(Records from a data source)
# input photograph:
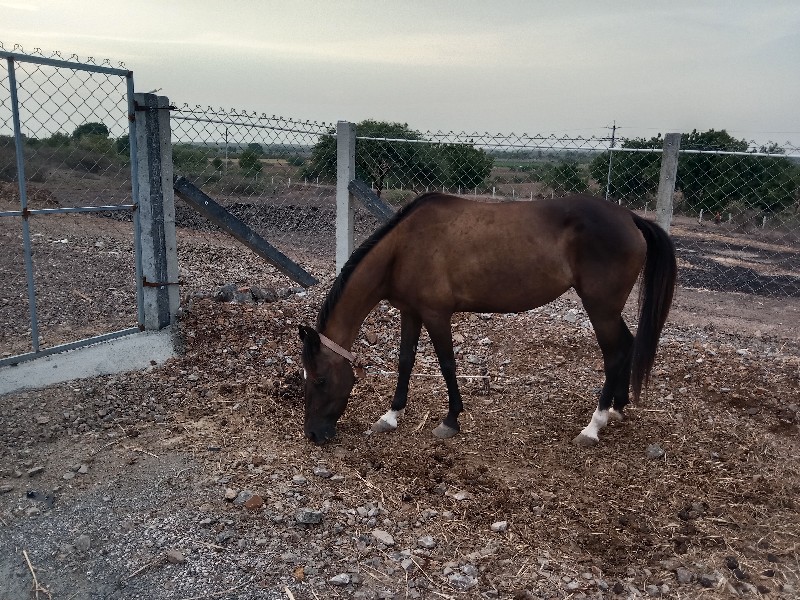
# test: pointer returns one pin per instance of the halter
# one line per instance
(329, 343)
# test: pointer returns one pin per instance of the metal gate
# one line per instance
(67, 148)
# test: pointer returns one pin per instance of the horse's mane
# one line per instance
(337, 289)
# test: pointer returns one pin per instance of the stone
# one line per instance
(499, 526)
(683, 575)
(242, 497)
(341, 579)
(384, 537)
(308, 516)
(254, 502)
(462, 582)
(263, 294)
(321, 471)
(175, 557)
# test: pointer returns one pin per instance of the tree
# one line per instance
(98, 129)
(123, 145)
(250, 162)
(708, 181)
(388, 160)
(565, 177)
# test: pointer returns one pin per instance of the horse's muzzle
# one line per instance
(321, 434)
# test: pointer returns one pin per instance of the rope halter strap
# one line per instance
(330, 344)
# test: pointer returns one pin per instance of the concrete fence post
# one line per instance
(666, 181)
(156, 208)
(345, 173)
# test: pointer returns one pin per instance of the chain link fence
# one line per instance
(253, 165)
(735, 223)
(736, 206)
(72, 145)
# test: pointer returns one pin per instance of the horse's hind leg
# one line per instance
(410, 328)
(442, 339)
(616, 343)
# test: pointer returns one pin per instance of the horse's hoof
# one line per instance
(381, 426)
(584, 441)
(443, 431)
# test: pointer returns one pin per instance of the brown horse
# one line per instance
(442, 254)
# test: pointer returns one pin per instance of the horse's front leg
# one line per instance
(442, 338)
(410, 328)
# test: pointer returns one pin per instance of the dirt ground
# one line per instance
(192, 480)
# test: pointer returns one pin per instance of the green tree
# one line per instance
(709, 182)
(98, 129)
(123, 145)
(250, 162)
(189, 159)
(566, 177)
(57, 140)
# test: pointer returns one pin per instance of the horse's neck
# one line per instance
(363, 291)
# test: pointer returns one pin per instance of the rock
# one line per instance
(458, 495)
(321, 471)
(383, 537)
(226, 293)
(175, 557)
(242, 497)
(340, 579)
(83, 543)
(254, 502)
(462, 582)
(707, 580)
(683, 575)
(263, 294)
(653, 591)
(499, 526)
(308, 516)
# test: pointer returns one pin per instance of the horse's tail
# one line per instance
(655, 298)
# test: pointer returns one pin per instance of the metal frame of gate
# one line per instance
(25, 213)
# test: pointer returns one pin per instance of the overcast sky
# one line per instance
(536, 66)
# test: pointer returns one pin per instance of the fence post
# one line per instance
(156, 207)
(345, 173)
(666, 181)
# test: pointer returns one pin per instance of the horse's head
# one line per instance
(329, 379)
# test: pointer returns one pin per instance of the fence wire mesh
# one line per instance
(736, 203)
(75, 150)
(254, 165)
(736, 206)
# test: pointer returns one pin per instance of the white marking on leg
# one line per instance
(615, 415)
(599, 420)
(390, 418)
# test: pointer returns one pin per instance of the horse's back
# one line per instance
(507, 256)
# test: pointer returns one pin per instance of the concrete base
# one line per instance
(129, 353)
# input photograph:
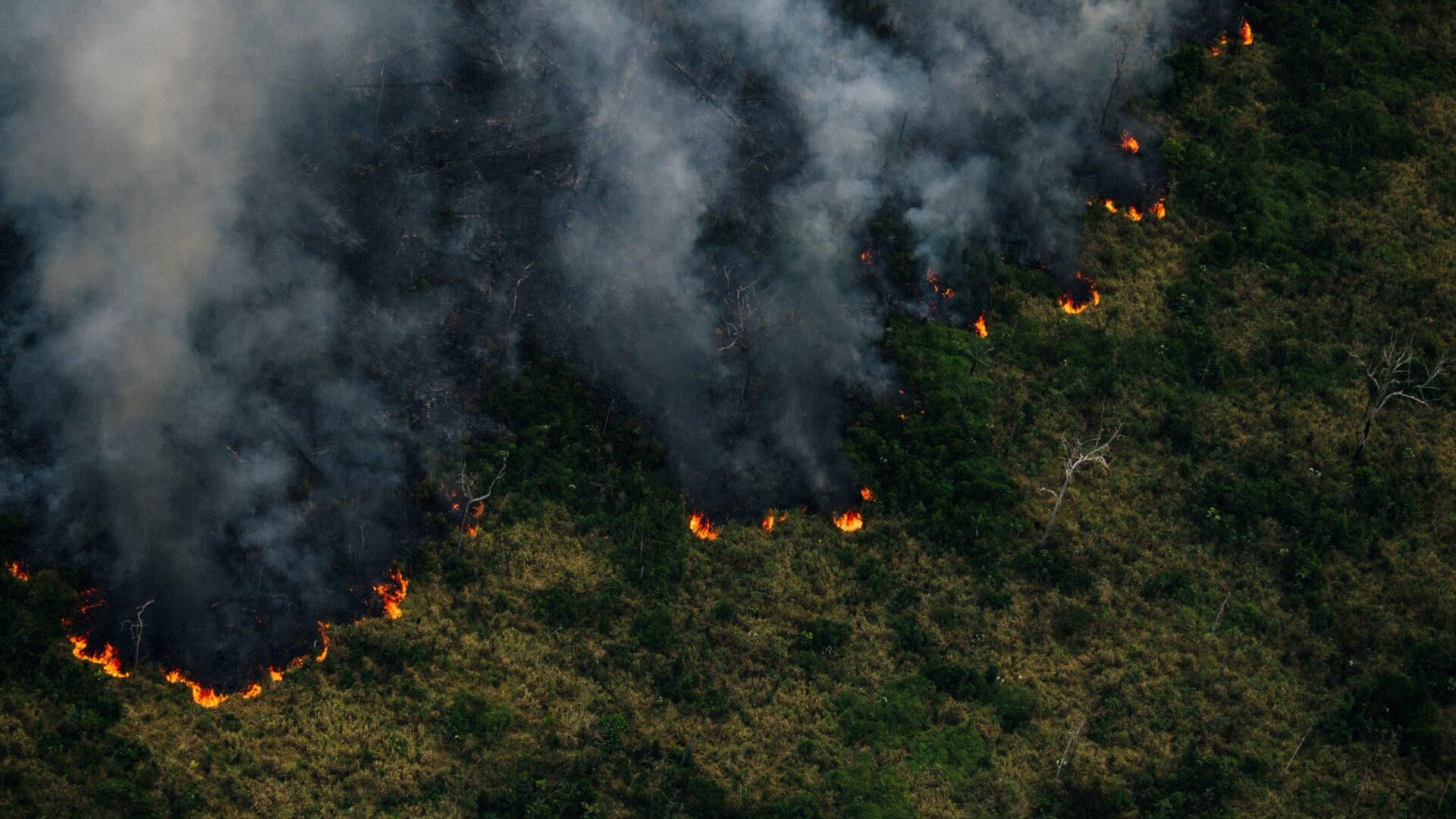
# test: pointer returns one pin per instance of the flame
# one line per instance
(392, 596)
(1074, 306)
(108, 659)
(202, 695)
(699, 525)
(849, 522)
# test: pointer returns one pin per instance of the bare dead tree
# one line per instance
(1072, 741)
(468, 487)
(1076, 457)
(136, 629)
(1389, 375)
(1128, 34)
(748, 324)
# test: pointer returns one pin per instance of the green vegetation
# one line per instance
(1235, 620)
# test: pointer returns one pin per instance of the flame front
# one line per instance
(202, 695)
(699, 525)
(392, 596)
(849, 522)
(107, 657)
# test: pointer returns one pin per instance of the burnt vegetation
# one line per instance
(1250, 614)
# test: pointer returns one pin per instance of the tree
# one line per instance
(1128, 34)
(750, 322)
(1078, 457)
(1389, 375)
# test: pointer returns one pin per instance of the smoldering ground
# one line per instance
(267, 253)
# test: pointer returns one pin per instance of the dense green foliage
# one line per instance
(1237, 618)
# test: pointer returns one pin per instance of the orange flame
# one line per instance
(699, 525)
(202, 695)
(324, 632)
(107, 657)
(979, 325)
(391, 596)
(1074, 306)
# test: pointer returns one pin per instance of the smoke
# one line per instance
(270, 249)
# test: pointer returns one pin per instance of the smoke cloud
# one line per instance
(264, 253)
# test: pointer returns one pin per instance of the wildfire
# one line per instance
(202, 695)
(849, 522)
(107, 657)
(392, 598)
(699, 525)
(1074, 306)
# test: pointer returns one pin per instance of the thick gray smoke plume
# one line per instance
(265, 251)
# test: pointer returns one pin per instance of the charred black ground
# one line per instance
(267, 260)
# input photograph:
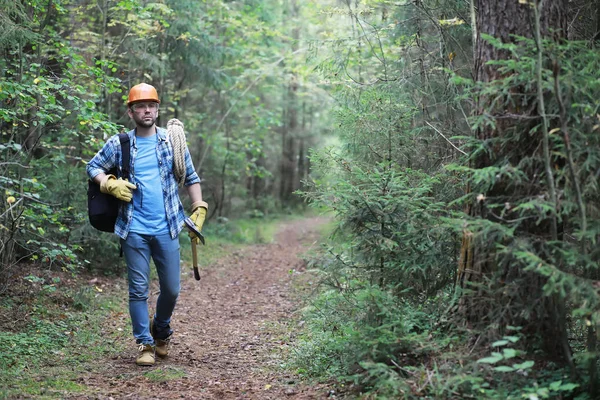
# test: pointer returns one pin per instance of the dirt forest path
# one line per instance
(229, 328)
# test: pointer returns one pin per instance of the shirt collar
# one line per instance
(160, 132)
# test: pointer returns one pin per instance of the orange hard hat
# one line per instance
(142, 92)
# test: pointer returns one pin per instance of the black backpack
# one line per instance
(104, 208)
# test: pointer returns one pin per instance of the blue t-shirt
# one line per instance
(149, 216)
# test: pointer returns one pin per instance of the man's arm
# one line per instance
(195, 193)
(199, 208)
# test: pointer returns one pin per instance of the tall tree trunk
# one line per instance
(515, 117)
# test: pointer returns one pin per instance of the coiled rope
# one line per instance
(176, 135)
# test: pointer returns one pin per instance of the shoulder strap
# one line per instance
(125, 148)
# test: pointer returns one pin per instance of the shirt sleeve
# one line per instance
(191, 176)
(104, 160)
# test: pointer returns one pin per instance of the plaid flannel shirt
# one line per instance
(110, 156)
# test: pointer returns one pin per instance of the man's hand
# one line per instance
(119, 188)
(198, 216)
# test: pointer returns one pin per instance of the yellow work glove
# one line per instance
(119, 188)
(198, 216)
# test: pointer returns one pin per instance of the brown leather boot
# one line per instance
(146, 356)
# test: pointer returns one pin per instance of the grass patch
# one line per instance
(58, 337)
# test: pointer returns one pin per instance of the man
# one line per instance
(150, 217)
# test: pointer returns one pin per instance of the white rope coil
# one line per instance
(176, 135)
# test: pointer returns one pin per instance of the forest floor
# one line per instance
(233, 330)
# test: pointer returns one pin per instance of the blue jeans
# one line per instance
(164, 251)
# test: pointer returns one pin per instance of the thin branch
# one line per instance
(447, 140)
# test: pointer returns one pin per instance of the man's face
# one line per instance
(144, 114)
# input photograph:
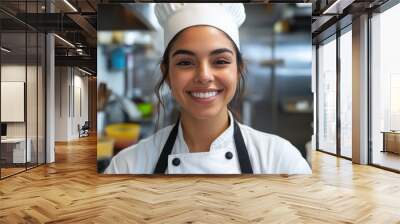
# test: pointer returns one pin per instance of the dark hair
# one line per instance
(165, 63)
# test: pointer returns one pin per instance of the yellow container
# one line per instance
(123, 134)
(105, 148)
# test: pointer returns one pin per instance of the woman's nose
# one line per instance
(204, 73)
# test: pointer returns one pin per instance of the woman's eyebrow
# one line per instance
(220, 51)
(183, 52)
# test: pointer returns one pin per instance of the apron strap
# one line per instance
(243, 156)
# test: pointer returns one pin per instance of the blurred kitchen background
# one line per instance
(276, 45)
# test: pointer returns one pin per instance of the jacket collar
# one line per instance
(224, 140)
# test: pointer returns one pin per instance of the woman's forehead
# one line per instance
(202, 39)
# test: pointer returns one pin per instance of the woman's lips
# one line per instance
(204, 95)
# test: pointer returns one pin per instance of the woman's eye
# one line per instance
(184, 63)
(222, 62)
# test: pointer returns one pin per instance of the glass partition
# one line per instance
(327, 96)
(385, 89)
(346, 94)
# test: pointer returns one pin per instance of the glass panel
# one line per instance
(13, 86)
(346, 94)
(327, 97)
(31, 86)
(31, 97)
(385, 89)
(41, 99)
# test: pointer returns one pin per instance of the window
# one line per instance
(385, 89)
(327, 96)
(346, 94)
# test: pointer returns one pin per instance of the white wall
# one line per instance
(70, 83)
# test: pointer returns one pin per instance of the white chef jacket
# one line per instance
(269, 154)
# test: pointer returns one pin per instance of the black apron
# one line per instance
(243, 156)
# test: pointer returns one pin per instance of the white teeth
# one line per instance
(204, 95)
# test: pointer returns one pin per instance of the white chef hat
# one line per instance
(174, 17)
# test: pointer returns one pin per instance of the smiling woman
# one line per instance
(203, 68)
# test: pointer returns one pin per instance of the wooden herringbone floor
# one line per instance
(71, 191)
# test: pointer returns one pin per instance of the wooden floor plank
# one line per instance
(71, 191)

| Work order |
Give back exactly the lines above starting at the line where "the horse's tail" appears and ending at the line where "fence wire mesh" appears, both included, with no other lines.

| Your solution |
# test: pointer returns one pin per instance of the horse's tail
# one line per instance
(655, 298)
# test: pointer returns one pin per instance of the metal frame of gate
# one line per instance
(25, 213)
# test: pointer returns one pin per instance of the overcast sky
# one line per instance
(536, 66)
# test: pointer returns one pin per instance of the fence post
# one line per instance
(156, 207)
(345, 173)
(666, 181)
# test: pointer returns one pin per instance of the horse's head
# one line per instance
(329, 379)
# test: pointer returns one pin per instance of the fence wire mesh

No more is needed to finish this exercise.